**Consigne:** Rédigez la suite de l'article sur l'arboriculture face au changement climatique, en reprenant juste après sa dernière phrase.

**Extrait du document:**
● ● ● ● ● ● ●
ARBORICULTURE
Construire l’arboriculture du changement climatique

Face au changement climatique, l’arboriculture cherche des voies d’adaptation. Du Maroc aux Pyrénées-Orientales en passant par Israël, des témoignages sont venus éclairer les participants des Rendez-vous de l’arbo.

Construire l’arboriculture du changement climatique
À moyen et long termes, ouvrir le champ des possibles pour mieux gérer l’eau dans les vergers est désormais une évidence. C’est ce qu’a rappelé Baptiste Labeyrie, ingénieur au CTIFL. ©Archives-AD26

Produire des fruits d’été avec moins d’eau disponible alors que les températures s’élèvent et que les sécheresses s’accentuent, l’équation n’est pas simple à résoudre pour les arboriculteurs. Afin d’alimenter le champ des possibles, l’association Fruits Plus a organisé une table ronde lors des Rendez-vous de l’arbo, le 12 décembre à Valence (Drôme). Celle-ci a notamment réuni Jean-François Berthoumieu, expert eau et climat, Adnane Aouad, fondateur et directeur général de O’Terroir au Maroc, Itzhak Ben David, consultant agro-économique et ancien directeur général adjoint du ministère de l’Agriculture en Israël, ainsi que deux producteurs de fruits des Pyrénées-Orientales, département fortement impacté par la sécheresse ces deux dernières années. Autour de la table également, trois ingénieurs : Baptiste Labeyrie (CTIFL) et Benoît Chauvin-Buthaud (chambre d’agriculture de la Drôme), ainsi que Muriel Millan, responsable technique à l’AOP pêches et abricots de France.

Au Maroc, produire malgré des seuils critiques

« Le Maroc est l’une des zones les plus impactées par le changement climatique », a expliqué Adnane Aouad, qui gère 400 hectares de vergers (pommes, pêches, nectarines, prunes, poires…) dans le Moyen Atlas. En dix ans, les précipitations annuelles sont passées de 700 à 350 mm. « Désormais, il arrive que nous ayons 24 jours sur 30 avec des taux d’humidité inférieurs aux seuils critiques, ce qui impacte drastiquement les cultures », a-t-il ajouté. Dans ce pays du Maghreb où la tension sur l’eau est extrêmement vive, s’adapter est un impératif. « On a commencé en 2015 mais on n’a pas bougé assez vite, a-t-il reconnu. Le changement climatique, il faut le préparer à vingt ou trente ans. » Adnane Aouad conseille de combiner plusieurs facteurs. Tout d’abord le pilotage physiologique du végétal (par la dendrométrie par exemple) pour connaître les besoins hydriques de l’arbre à un instant précis. « C’est le plus facile à mettre en place mais ça ne fonctionne qu’en dessous d’un certain niveau du changement climatique car au-delà de certaines valeurs on ne peut plus rien gérer. » Adnane Aouad évoque ensuite le « pilotage atmosphérique » du verger, en particulier la distance entre les rangs « pour que la lumière arrive non pas directement sur le végétal mais par porosité ». Enfin, il cite l’expérimentation et la génétique en vue d’obtenir des variétés - et des couples porte-greffe + variété - aptes à résister à des stress hydriques maximums. « Avec des variétés à cycle long et floraison très précoce, nous pouvons produire de la pomme avec 380 mm d’apport d’eau et aucune précipitation, a assuré Adnane Aouad. En fruits à noyaux, le cycle de croissance n’est pas linéaire, ce qui facilite la stratégie culturale et la préservation des rendements avec 40 % d’eau en moins. »
● ● ● ● ● ● ●
**Données enregistrées:**
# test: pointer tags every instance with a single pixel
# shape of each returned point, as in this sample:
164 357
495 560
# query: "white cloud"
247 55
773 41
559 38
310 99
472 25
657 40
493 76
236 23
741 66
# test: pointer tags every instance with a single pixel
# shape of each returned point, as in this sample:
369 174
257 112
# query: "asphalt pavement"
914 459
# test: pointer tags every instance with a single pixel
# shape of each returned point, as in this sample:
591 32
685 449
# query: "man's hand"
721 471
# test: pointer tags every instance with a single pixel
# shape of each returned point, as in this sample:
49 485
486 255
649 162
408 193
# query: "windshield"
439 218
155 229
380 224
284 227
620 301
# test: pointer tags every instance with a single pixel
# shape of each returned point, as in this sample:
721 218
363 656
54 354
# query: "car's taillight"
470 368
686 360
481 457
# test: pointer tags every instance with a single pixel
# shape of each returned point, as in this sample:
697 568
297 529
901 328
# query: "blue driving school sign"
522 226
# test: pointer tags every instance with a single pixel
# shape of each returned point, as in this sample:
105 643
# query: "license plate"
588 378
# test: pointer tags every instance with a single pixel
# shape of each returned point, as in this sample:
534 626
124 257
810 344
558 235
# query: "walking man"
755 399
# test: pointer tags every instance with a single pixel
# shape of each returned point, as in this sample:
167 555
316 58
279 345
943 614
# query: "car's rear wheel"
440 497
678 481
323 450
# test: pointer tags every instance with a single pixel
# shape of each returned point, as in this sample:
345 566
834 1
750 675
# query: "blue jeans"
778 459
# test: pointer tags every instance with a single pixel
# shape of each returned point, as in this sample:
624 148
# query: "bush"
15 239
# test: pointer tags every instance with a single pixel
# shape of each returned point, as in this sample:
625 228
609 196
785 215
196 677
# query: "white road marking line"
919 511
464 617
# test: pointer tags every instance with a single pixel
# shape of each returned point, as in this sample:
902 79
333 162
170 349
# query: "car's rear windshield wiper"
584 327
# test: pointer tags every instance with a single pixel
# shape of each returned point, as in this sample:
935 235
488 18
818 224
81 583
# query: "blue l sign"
● ● ● ● ● ● ●
**Réponse:**
Sauver les arbres, ouvrir le champ des possibles

Cela peut-il redonner un peu d’espoir à des arboriculteurs déjà fortement impactés par les sécheresses à répétition ? « Depuis deux ans, il n’a quasiment pas plu chez nous, a indiqué David Massot, producteur de pêches et nectarines dans les Pyrénées-Orientales. On a failli perdre la totalité du verger. » Des propos confirmés par Baptiste Cribeillet, également arboriculteur dans ce département : « En 2022, avec un premier comité sécheresse en février, on ne parlait plus de produire des fruits mais de maintenir les arbres en vie ». Leurs deux témoignages ont mis en lumière les tensions sur les usages de l’eau dans le bassin versant du Tech, lequel alimente en eau potable la zone touristique d’Argelès-sur-Mer. « Cette année, du 7 au 29 août, les prélèvements en eau sur les onze canaux à usage agricole ont été réduits de 65 %, ont-ils indiqué. Le plus important, est d’arriver à se concerter entre usagers de l’eau pour trouver une situation d’équilibre. »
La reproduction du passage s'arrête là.